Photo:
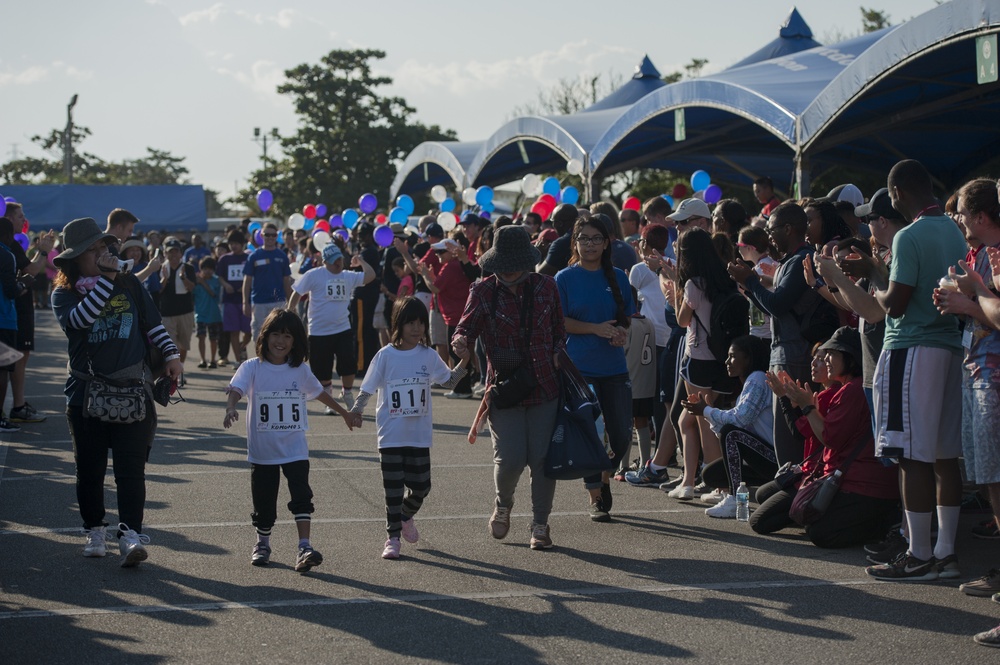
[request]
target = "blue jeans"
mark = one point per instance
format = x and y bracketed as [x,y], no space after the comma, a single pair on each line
[614,394]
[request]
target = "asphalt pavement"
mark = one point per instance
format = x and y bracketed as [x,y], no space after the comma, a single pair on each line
[661,582]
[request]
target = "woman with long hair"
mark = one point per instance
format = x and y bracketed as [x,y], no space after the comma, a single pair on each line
[597,303]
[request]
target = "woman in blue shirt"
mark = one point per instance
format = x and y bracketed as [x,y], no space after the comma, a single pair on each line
[597,301]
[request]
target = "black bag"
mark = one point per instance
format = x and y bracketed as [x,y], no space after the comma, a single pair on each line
[575,449]
[514,386]
[730,319]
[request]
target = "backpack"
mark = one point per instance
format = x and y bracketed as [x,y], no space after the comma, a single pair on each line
[730,319]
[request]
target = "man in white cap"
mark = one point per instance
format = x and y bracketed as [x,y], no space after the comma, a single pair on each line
[329,288]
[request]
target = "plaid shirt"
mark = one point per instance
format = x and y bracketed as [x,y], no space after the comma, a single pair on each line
[500,328]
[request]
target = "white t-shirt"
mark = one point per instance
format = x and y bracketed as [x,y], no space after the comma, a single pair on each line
[696,342]
[329,298]
[276,409]
[652,304]
[403,381]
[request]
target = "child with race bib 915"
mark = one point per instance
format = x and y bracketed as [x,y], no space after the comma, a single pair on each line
[402,373]
[277,384]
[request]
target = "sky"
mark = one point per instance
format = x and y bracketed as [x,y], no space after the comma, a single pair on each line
[194,77]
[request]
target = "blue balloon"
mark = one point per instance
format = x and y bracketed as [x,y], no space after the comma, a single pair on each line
[350,218]
[406,203]
[484,195]
[398,215]
[700,180]
[551,186]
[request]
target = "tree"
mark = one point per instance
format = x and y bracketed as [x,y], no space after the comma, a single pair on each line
[350,139]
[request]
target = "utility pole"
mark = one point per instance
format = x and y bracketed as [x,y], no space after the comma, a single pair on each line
[68,141]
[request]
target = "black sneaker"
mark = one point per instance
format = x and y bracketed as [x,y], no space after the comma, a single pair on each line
[890,548]
[988,530]
[905,568]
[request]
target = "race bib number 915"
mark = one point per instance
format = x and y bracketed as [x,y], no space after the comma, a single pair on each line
[280,411]
[407,397]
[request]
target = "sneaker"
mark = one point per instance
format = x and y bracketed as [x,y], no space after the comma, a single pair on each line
[130,544]
[890,548]
[410,533]
[26,414]
[905,568]
[261,555]
[988,530]
[989,638]
[308,558]
[987,585]
[646,477]
[96,537]
[500,522]
[948,568]
[725,509]
[391,550]
[598,513]
[540,538]
[682,492]
[713,497]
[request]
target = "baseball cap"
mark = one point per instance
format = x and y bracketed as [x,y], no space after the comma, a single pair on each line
[691,208]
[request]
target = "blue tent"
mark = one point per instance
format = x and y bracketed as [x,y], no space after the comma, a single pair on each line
[158,207]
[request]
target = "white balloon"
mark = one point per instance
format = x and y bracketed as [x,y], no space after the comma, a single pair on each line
[321,239]
[447,220]
[530,184]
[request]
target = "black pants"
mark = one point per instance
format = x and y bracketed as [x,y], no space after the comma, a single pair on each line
[853,519]
[745,459]
[406,478]
[264,481]
[129,446]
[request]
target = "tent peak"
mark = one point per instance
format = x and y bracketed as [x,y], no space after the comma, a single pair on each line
[795,26]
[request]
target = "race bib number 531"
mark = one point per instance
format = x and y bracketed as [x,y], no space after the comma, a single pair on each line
[407,397]
[280,411]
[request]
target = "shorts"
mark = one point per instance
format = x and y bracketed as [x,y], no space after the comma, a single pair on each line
[8,336]
[643,407]
[915,414]
[324,348]
[981,426]
[707,375]
[233,318]
[213,330]
[180,328]
[439,329]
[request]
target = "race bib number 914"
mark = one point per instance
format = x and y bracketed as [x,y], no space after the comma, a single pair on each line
[280,411]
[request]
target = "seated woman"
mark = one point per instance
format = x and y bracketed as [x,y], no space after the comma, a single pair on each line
[745,431]
[838,420]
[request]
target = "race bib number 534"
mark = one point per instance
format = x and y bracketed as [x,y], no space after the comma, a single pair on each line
[280,411]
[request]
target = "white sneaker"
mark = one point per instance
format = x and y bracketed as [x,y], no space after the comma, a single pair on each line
[713,497]
[130,544]
[96,546]
[725,509]
[682,492]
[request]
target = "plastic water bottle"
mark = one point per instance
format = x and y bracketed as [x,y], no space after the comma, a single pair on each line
[743,503]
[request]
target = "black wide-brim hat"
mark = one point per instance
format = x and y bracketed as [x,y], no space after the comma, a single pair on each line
[512,251]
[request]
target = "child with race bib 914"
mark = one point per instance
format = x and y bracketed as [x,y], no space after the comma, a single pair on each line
[402,373]
[277,384]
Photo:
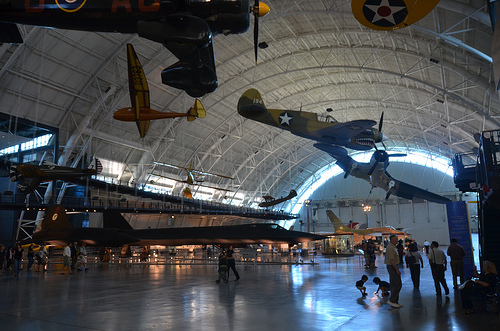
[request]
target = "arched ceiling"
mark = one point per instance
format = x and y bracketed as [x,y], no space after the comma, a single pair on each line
[433,80]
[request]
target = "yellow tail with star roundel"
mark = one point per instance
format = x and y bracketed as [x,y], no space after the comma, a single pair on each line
[391,14]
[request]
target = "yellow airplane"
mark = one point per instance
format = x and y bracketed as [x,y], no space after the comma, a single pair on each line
[389,15]
[372,232]
[193,178]
[140,112]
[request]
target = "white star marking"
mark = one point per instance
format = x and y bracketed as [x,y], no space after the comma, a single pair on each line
[285,119]
[384,11]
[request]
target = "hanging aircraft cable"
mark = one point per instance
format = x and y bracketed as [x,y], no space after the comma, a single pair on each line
[382,155]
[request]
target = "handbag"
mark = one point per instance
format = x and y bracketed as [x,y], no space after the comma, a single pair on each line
[411,259]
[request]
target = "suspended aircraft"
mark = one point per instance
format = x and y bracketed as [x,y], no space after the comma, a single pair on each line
[184,27]
[117,232]
[376,174]
[270,201]
[194,177]
[30,176]
[374,232]
[140,112]
[357,134]
[389,15]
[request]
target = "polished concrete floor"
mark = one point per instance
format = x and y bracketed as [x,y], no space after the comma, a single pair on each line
[186,297]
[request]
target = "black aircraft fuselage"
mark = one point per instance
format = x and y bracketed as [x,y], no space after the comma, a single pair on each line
[116,232]
[185,27]
[237,235]
[123,15]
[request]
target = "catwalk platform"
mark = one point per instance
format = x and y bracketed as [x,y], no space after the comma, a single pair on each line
[184,296]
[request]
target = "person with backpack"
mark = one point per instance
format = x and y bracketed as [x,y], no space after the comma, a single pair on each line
[414,261]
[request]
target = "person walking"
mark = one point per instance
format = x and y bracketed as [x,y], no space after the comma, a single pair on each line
[31,256]
[392,260]
[18,258]
[74,257]
[414,261]
[456,253]
[2,258]
[437,260]
[427,246]
[67,259]
[231,262]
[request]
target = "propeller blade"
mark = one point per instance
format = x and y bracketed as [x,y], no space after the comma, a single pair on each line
[259,10]
[372,169]
[381,122]
[256,32]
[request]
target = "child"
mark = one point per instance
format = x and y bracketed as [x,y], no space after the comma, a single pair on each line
[360,285]
[382,285]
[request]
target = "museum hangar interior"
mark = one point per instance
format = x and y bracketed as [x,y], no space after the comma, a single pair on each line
[433,81]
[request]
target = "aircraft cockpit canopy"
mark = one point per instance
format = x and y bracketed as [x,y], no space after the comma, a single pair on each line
[327,119]
[268,226]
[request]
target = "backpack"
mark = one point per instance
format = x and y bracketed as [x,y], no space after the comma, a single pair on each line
[411,259]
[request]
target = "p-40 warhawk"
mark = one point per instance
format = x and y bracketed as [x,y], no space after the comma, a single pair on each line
[116,232]
[140,112]
[184,27]
[376,174]
[391,14]
[270,201]
[30,176]
[357,134]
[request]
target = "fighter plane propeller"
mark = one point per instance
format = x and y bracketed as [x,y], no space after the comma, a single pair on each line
[382,156]
[184,27]
[376,174]
[357,134]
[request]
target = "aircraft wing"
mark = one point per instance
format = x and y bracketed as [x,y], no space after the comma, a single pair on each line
[343,131]
[138,88]
[344,161]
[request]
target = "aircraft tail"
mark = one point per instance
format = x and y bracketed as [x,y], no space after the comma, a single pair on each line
[197,111]
[337,224]
[251,104]
[113,219]
[55,217]
[96,165]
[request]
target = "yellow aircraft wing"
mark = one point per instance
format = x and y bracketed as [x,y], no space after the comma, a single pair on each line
[138,87]
[390,14]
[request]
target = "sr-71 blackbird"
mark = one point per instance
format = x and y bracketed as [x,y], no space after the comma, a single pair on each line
[374,232]
[116,232]
[270,201]
[140,112]
[30,176]
[357,134]
[376,174]
[184,27]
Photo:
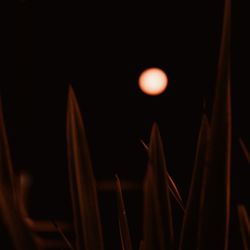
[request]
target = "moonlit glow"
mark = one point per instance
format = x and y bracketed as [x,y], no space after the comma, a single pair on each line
[153,81]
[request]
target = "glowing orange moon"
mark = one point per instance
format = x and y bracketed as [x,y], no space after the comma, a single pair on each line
[153,81]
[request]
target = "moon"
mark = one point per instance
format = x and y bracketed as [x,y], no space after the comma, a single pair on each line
[153,81]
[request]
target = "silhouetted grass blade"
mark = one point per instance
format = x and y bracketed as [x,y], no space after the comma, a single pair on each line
[244,226]
[158,225]
[12,225]
[60,231]
[189,231]
[141,247]
[244,150]
[215,197]
[172,186]
[123,222]
[7,178]
[82,182]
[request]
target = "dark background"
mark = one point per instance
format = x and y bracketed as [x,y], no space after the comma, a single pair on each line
[101,49]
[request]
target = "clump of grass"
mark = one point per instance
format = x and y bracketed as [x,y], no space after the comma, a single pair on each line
[206,213]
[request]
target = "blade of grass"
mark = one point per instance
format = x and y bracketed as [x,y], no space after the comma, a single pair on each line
[158,225]
[123,222]
[141,247]
[244,150]
[82,182]
[172,186]
[64,237]
[215,196]
[189,230]
[7,179]
[13,226]
[244,226]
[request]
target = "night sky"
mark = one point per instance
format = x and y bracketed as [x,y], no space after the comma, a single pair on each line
[101,49]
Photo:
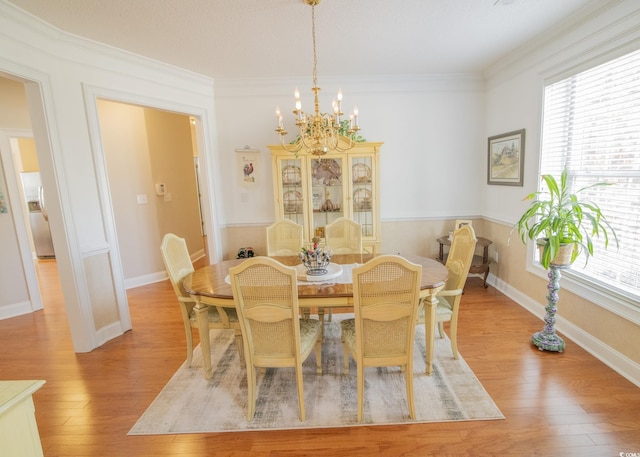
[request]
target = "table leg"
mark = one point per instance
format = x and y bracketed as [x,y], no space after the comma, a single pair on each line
[202,313]
[430,305]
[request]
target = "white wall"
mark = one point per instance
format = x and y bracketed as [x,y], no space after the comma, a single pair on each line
[64,76]
[606,327]
[432,128]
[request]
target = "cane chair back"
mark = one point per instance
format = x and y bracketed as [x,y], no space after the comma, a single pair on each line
[177,262]
[265,293]
[458,264]
[385,292]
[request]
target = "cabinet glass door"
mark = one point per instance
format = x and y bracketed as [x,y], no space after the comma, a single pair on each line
[327,193]
[362,198]
[292,193]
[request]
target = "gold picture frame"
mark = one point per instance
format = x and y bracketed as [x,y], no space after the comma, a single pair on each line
[505,159]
################
§ GIVEN EXERCISE
Please show each line from the rows above that contains the string "number". Case counts.

§ SOLUTION FOR THIS PROBLEM
target = "race bib number 915"
target = "race bib number 531"
target = "race bib number 914"
target = "race bib number 534"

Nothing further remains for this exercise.